So in-between seeing nature's wonders, spending time with our kids, and even playing good Samaritan for a disabled man who was hurt on a remote trail until the rangers and paramedics arrived, we still wondered about this dreadful Casden-zilla project that represents all that is corrupt about LA, and which is an iconic example of why our new Mayor must share our outgoing Mayor's original visions ... but not his willingness to betray his constituents. 

And it is an iconic example of why, after all this time, it DOES appear that our outgoing Mayor is willing to treat those who voted for him in the same manner that he treated his own family.  It is also an iconic example of why our new Mayor must both lead and respect, demand more of and fight for, Angelenos of all geographies and socioeconomic backgrounds...and that he must treat us with the same quiet, steady devotion he has for his own family. 

Along with the ridiculously, intelligence-insultingly oversized Hollywood Millennium Project, the Casden Sepulveda project is an environmental and infrastructural disaster that threatens the very credibility of the otherwise-venerable causes of Mass Transit, Affordable Housing and Environmental Sustainability. 

Here in Utah, which is hardly a liberal state, these causes have a great deal of credibility and respect by both residents and visitors alike.  Light rail transit is expanding in Salt Lake City, and both Zion and Bryce National Parks are primarily accessible by shuttles in order to sustain the viability of the roads, minimize the need for parking, encourage environmentally-smart transportation, and minimize human impact on Nature's greatest treasures. 

Cost-effective conservationism isn't liberal or conservative...it's just plain principled. 

However, the buzzwords of Environmentalism, Affordable Housing and Mass Transit can be warped and used (as they are for the Casden Sepulveda and Hollywood Millennium projects) for great harm--because if a powerful developer, enabled by someone powerful like, say, outgoing Mayor Villaraigosa SAYS something is environmentally wonderful then opposing it makes you a horrid NIMBY...

...even if you're an ardent environmentalist trying to speak truth to power.  And if this environmentalist (say, like myself or those from the Sierra Club and Friends4Expo Transit who actually fought former Mayor Riordan and Supervisors Yaroslavsky and Burke to create the Expo Line) claims that the Casden Sepulveda project is as transit-oriented as an iguana covered in dog fur is truly a dog, then we must hate dogs ... right?
^^^^
### What to do:
1) Reproduce the Casden Sepulveda commentary word for word, taking everything from "And it is an" down to "for his own family.".
2) Summarize the Casden Sepulveda commentary in two sentences.
The dataset entries have no role in this work.

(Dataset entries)
^^^^
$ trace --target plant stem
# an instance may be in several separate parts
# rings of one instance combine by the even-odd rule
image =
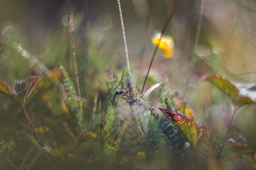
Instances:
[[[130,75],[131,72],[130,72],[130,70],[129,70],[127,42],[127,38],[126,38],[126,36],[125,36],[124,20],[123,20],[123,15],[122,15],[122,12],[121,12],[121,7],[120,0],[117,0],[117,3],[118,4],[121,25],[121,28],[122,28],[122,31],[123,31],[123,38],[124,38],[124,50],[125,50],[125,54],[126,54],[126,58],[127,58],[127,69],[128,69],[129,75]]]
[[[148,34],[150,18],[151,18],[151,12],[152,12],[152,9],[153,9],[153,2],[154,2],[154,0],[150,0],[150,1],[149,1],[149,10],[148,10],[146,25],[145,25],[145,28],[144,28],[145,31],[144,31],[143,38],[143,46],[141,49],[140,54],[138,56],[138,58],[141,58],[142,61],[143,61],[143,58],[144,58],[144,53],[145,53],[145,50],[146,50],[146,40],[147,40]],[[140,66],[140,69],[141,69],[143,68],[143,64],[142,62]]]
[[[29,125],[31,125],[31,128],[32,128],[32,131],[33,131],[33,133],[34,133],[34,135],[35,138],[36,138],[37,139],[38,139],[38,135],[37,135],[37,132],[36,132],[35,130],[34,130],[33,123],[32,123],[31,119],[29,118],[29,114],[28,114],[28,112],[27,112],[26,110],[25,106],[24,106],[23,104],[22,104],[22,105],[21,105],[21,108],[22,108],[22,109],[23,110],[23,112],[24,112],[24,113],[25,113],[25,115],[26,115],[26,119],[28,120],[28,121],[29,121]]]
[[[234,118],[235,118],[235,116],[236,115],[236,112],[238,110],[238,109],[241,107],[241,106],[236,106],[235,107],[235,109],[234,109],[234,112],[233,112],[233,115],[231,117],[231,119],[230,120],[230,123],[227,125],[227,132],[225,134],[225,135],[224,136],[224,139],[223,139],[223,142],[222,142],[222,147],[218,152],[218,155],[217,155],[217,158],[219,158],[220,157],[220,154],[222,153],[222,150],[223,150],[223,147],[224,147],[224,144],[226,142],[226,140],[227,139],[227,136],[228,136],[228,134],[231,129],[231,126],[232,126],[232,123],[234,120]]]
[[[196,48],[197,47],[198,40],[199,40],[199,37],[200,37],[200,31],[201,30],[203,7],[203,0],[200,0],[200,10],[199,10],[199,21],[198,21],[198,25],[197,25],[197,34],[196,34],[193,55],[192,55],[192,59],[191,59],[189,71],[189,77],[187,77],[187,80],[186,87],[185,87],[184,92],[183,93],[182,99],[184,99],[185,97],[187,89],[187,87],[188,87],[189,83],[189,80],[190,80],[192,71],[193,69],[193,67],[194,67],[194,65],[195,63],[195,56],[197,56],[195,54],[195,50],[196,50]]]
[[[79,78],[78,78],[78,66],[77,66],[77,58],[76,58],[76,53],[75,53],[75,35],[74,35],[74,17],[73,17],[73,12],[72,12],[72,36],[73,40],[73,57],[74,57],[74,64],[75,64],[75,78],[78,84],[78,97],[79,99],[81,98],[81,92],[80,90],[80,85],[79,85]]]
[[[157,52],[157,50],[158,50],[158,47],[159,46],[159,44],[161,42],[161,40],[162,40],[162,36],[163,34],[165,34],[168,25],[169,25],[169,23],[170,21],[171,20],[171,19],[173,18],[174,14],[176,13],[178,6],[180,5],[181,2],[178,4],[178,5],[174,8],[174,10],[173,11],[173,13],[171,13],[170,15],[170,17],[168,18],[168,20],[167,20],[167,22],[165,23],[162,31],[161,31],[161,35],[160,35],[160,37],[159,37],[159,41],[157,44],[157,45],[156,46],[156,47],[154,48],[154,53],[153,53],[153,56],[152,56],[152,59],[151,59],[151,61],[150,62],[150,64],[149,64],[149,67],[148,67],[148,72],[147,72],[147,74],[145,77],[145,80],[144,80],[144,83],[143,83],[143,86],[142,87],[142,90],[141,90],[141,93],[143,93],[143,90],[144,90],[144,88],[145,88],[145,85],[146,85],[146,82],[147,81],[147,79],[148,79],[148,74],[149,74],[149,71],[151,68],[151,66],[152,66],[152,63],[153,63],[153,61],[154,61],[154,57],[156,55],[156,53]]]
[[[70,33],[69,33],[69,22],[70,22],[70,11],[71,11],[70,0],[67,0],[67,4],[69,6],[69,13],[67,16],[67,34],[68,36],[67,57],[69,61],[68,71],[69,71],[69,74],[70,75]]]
^^^^
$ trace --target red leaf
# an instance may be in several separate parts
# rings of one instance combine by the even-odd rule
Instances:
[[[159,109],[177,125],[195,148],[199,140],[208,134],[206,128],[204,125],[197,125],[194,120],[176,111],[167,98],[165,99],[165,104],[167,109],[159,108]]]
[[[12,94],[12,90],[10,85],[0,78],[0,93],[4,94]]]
^^^^
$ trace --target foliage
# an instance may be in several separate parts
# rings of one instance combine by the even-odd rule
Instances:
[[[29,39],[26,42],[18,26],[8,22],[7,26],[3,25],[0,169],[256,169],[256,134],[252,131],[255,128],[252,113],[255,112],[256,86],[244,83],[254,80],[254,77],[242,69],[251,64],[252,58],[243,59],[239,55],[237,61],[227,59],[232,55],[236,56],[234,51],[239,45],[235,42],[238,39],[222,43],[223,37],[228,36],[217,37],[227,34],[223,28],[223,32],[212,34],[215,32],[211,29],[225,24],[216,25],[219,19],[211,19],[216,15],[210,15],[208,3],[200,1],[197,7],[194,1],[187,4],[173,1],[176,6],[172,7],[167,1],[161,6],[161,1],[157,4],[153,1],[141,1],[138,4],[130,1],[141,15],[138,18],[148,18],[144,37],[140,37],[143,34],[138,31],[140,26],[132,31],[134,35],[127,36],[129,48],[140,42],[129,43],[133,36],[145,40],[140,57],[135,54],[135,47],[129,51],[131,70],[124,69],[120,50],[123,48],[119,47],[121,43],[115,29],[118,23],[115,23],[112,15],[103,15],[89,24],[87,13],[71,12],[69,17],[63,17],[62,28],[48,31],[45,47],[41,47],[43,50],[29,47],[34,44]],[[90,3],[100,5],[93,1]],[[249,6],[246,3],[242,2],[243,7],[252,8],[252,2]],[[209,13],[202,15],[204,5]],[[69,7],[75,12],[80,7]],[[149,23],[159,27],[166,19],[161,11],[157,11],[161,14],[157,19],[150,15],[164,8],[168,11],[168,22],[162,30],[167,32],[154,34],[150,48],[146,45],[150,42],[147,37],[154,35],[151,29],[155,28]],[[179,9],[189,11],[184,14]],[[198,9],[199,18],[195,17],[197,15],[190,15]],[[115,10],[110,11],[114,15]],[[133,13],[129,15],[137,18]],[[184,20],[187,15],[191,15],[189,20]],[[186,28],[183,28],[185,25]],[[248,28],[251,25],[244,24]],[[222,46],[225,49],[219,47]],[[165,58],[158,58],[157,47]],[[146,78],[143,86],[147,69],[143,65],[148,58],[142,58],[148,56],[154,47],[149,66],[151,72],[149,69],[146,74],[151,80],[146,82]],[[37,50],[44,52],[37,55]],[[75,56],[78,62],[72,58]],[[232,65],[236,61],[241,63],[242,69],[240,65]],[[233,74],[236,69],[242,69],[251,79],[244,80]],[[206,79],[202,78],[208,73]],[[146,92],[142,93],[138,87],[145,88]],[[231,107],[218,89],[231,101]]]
^^^^
### Exercise solutions:
1)
And it is an iconic example of why, after all this time, it DOES appear that our outgoing Mayor is willing to treat those who voted for him in the same manner that he treated his own family.  It is also an iconic example of why our new Mayor must both lead and respect, demand more of and fight for, Angelenos of all geographies and socioeconomic backgrounds...and that he must treat us with the same quiet, steady devotion he has for his own family.

2) The writer argues that the Casden Sepulveda project, along with the Hollywood Millennium Project, is an environmental and infrastructural disaster that threatens the credibility of mass transit, affordable housing, and environmental sustainability. In contrast with Utah, where light rail is expanding in Salt Lake City and Zion and Bryce National Parks are reached mainly by shuttle, the writer contends that these causes can be warped so that environmentalists who oppose such projects are branded as NIMBYs.